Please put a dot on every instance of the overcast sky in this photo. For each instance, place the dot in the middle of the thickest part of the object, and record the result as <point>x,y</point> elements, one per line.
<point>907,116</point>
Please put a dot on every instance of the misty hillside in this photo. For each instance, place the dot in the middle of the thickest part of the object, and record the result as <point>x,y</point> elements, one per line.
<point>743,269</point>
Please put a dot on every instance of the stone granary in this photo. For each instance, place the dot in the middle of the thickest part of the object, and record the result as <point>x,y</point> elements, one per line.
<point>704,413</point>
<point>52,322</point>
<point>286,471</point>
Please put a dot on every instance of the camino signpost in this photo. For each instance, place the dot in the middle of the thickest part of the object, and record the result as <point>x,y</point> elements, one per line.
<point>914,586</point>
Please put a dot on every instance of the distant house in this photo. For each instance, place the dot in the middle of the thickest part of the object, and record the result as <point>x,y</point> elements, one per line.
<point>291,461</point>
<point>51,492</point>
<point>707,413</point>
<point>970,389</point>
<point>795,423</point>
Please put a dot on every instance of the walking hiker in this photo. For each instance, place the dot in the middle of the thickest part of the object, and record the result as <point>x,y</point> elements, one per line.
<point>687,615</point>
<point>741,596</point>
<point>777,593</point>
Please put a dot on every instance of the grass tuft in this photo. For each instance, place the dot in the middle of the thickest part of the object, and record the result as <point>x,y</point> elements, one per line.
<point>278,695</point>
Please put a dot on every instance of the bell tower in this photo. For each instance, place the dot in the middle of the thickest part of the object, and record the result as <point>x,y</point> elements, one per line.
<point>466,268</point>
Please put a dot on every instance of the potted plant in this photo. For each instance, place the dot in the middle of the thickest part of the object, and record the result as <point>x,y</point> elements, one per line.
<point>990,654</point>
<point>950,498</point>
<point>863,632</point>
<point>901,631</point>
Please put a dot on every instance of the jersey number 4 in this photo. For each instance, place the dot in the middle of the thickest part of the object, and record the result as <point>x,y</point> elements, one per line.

********************

Work to complete :: Give back the entries exactly, so that each line matches the original.

Answer ::
Please put a dot on every instance of the overcast sky in this photo. For each instance, place the dot in the middle of the thickest part of the object, and record the result as <point>x,y</point> elements, one per line.
<point>907,116</point>
Please put a dot on every instance of the misty hillside in this photo. For each instance, place the dot in the middle of the thickest part of the object, and record the result as <point>x,y</point> elements, one per line.
<point>743,269</point>
Please put a dot on every instance of the stone granary in this photo. For each instance, place the dot in the middle of the thickest part of the object, and record the result as <point>x,y</point> elements, one per line.
<point>704,413</point>
<point>52,322</point>
<point>286,471</point>
Please put a dot on every instance of the camino signpost in this photo. For each instance, place the dot in the middle of the thickest part of the object, and record the result as <point>x,y</point> elements, one per line.
<point>914,586</point>
Please put a dot on every instance of the distant house in this photo. For each instance, place the dot in the middle of the thickest part of the object, and record the result as <point>x,y</point> elements, one per line.
<point>291,461</point>
<point>51,492</point>
<point>707,413</point>
<point>970,389</point>
<point>795,423</point>
Please put a dot on every instance of the walking hiker in this photo. For each instance, place the dot in the middle of the thickest part of the object, and record the result as <point>x,y</point> elements, one per line.
<point>687,615</point>
<point>741,596</point>
<point>777,593</point>
Please put a dot on every instance of the grass tuft in this photo. For each instance, place the dot in the middle of the thickest part of the object, and record the result as <point>x,y</point> elements, one per line.
<point>278,695</point>
Please put a dot on every instance of the bell tower in this photo. For each instance, place the dot in the middle of the thickest part of the object, and record the result as <point>x,y</point> elements, one per line.
<point>466,268</point>
Please put a dot on every instance of the potted plant in this photo. For each instance, place the dot in the middle of the thickest part of the object, and record the result as <point>x,y</point> elements, one per line.
<point>990,654</point>
<point>950,498</point>
<point>863,632</point>
<point>901,631</point>
Please put a dot on every instance of the jersey number 4 in this photo. For each instance, place the dot in the middle of the thickest part of the object, and record the result as <point>x,y</point> elements, one per line.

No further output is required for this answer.